→ Problem statement: Rewrite everything from the line containing "Tag the sand with" down through the end of the items, replacing "jacket" with "coat" and leaving all else unchanged.

→ Entries provided:
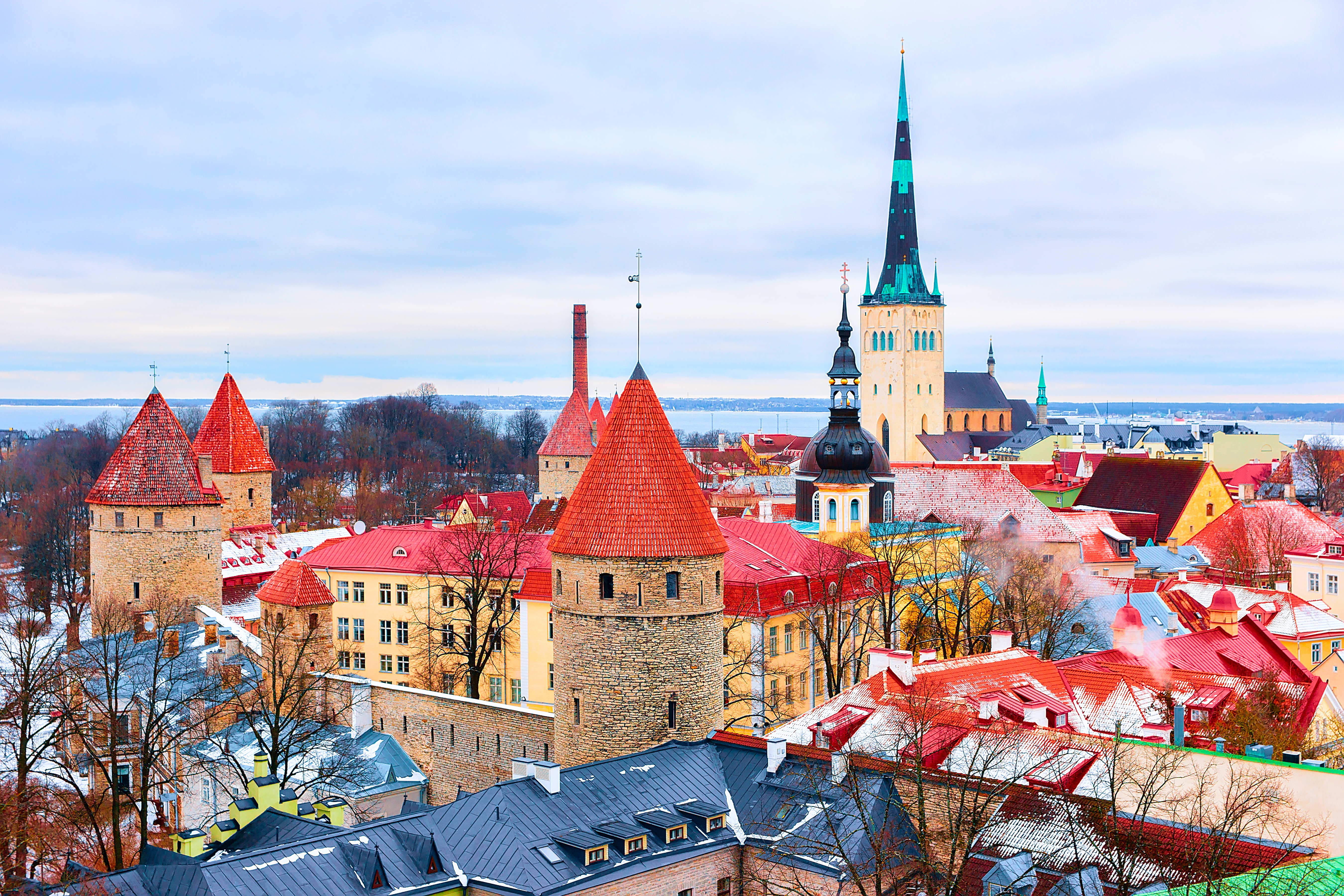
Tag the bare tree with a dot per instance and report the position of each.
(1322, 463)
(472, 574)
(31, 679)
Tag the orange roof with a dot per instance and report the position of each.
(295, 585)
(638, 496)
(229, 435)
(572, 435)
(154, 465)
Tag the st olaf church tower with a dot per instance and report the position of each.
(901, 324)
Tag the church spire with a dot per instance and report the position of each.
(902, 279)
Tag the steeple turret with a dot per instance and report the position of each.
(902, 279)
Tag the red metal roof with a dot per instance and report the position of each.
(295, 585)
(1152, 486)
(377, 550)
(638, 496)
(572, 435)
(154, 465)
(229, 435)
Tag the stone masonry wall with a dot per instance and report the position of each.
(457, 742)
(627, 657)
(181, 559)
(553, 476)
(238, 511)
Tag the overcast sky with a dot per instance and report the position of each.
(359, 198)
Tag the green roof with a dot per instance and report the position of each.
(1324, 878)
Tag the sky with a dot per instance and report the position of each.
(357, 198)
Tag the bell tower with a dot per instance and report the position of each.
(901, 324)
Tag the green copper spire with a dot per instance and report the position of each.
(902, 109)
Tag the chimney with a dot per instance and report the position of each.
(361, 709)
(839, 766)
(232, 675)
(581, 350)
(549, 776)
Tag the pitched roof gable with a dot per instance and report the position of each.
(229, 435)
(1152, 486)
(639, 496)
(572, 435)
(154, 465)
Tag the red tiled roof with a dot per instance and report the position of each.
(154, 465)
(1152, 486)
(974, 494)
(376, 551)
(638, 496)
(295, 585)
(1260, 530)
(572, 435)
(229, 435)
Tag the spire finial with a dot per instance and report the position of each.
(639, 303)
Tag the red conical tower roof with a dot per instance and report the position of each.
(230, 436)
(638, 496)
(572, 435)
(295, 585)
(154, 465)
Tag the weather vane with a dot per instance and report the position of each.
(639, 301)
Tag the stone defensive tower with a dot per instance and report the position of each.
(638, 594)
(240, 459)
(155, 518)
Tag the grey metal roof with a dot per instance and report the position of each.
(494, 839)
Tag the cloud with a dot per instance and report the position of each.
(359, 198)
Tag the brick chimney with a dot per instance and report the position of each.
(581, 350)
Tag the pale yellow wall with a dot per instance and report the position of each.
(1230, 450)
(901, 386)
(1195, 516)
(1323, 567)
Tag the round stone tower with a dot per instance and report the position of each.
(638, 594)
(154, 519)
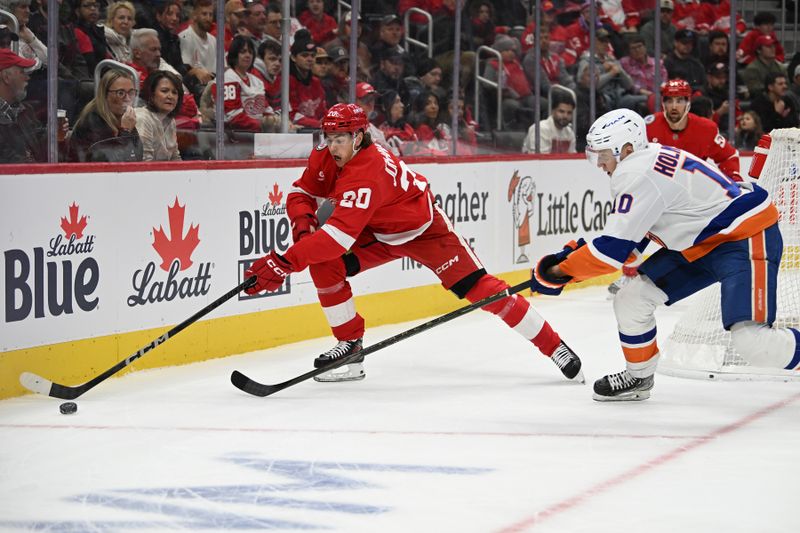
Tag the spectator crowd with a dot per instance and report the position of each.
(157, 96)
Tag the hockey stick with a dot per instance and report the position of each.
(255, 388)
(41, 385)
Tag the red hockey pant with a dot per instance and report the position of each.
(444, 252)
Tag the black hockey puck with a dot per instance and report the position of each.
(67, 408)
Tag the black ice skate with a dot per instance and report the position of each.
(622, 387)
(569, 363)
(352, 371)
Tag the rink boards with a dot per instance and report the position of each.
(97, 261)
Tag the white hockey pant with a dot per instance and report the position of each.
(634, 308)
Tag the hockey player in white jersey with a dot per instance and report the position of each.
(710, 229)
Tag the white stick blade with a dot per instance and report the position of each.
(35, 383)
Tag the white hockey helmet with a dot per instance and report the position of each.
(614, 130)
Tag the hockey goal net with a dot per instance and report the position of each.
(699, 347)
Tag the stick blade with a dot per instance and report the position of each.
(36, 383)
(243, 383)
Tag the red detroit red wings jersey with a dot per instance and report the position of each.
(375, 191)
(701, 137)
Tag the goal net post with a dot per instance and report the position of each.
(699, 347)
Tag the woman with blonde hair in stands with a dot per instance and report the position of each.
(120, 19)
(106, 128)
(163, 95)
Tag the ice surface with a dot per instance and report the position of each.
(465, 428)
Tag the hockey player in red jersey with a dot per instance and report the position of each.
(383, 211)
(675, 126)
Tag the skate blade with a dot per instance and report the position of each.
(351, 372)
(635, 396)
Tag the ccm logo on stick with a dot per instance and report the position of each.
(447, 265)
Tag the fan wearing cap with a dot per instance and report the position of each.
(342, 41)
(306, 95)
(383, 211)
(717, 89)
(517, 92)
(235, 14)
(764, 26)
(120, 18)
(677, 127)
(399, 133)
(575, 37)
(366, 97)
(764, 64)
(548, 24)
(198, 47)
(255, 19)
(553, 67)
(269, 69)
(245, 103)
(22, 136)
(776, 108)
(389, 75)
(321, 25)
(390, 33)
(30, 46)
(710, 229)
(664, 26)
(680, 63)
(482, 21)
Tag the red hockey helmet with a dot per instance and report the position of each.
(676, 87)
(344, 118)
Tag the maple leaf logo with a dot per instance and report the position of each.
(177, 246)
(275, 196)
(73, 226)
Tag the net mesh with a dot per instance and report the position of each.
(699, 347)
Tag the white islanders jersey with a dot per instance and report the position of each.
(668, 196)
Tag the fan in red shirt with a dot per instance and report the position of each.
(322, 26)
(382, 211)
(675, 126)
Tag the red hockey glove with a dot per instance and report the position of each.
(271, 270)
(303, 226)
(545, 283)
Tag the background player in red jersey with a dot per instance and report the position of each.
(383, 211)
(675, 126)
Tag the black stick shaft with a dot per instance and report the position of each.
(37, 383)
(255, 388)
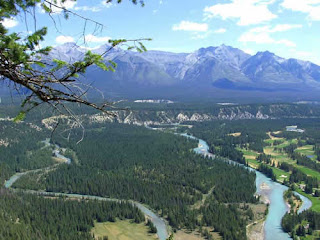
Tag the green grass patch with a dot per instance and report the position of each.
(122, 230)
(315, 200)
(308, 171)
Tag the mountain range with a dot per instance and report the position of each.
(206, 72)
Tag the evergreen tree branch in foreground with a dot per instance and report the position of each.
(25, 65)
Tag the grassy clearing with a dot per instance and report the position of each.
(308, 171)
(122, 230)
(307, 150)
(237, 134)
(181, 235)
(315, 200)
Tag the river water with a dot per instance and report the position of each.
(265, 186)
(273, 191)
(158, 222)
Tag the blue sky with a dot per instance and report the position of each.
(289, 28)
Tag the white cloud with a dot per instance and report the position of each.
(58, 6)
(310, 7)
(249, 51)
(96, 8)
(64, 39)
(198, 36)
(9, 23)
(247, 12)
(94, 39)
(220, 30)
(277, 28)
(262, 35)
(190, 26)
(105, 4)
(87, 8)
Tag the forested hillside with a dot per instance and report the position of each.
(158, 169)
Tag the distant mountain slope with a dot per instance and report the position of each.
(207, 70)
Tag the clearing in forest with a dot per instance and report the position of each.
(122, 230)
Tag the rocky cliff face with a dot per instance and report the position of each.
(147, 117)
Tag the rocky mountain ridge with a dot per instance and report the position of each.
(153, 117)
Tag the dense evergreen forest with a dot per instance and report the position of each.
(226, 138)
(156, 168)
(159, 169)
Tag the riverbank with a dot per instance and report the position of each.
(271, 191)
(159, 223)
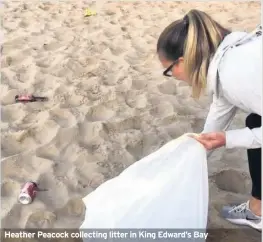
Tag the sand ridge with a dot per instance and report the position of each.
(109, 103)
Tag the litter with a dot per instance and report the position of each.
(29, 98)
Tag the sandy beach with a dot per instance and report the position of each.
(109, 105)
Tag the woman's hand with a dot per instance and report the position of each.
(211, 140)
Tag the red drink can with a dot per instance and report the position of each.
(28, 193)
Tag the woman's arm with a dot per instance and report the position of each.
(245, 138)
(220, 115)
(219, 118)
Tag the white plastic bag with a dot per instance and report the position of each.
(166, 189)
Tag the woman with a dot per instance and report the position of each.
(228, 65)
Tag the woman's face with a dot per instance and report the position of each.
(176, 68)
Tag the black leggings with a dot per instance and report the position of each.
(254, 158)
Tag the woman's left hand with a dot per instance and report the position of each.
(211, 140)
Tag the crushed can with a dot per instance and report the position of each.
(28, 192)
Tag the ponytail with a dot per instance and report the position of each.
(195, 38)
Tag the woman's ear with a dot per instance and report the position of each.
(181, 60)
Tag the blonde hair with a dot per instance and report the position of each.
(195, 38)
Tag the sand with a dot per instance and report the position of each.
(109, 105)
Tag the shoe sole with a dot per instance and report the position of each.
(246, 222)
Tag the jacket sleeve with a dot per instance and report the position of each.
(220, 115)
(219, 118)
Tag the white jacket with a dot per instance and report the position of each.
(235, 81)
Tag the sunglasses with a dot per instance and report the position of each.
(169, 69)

→ Answer to this task:
Tag the sand with a dot per instance and report the position of each.
(109, 105)
Tag the shoe sole with a dot per instance and report the position of each.
(246, 222)
Tag the coat sleeve with a dot per instance and report the position of each.
(220, 115)
(219, 118)
Tag the white coat with a dot per instance and report the position of each.
(235, 81)
Tag the sunglasses with a dot per instance and report the position of each.
(169, 69)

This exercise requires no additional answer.